>>>>>
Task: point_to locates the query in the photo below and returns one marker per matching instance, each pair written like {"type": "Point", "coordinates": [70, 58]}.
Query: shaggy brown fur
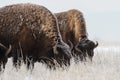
{"type": "Point", "coordinates": [72, 23]}
{"type": "Point", "coordinates": [73, 28]}
{"type": "Point", "coordinates": [31, 30]}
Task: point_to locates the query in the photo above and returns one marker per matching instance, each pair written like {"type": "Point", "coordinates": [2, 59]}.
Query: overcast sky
{"type": "Point", "coordinates": [102, 16]}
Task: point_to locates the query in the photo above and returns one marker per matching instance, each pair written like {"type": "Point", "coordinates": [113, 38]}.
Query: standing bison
{"type": "Point", "coordinates": [73, 30]}
{"type": "Point", "coordinates": [32, 32]}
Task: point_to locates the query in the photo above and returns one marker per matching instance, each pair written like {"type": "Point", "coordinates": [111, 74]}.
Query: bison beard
{"type": "Point", "coordinates": [74, 33]}
{"type": "Point", "coordinates": [33, 33]}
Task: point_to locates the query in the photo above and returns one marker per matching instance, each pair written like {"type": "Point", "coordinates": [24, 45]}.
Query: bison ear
{"type": "Point", "coordinates": [8, 50]}
{"type": "Point", "coordinates": [96, 44]}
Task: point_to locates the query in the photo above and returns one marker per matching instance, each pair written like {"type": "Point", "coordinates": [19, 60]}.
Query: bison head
<<<<<
• **What the task asks**
Write the entries above out in full, exactly, with no images.

• **Full response**
Task: point_to locates the query in the photo below and returns one marker per matching instance, each pair written like {"type": "Point", "coordinates": [70, 58]}.
Query: shaggy brown fur
{"type": "Point", "coordinates": [72, 23]}
{"type": "Point", "coordinates": [73, 28]}
{"type": "Point", "coordinates": [31, 30]}
Task: point_to locates the query in the photo above and returns one marker per matching instance, each pair written like {"type": "Point", "coordinates": [2, 59]}.
Query: overcast sky
{"type": "Point", "coordinates": [102, 16]}
Task: point_to locates the query in the photo above and returns one marker per matching instance, each pair written like {"type": "Point", "coordinates": [113, 38]}.
Query: standing bison
{"type": "Point", "coordinates": [73, 30]}
{"type": "Point", "coordinates": [32, 32]}
Task: point_to locates the query in the photo above and returns one marker per matching instance, each pair written like {"type": "Point", "coordinates": [111, 74]}.
Query: bison beard
{"type": "Point", "coordinates": [74, 33]}
{"type": "Point", "coordinates": [33, 33]}
Task: point_to locates the query in the photo above and returns one marker per matching instance, each pair written like {"type": "Point", "coordinates": [24, 45]}.
Query: bison ear
{"type": "Point", "coordinates": [8, 50]}
{"type": "Point", "coordinates": [96, 44]}
Task: point_to locates the query in the photo above and returns one marker per matching instance, each pair written like {"type": "Point", "coordinates": [19, 60]}.
Query: bison head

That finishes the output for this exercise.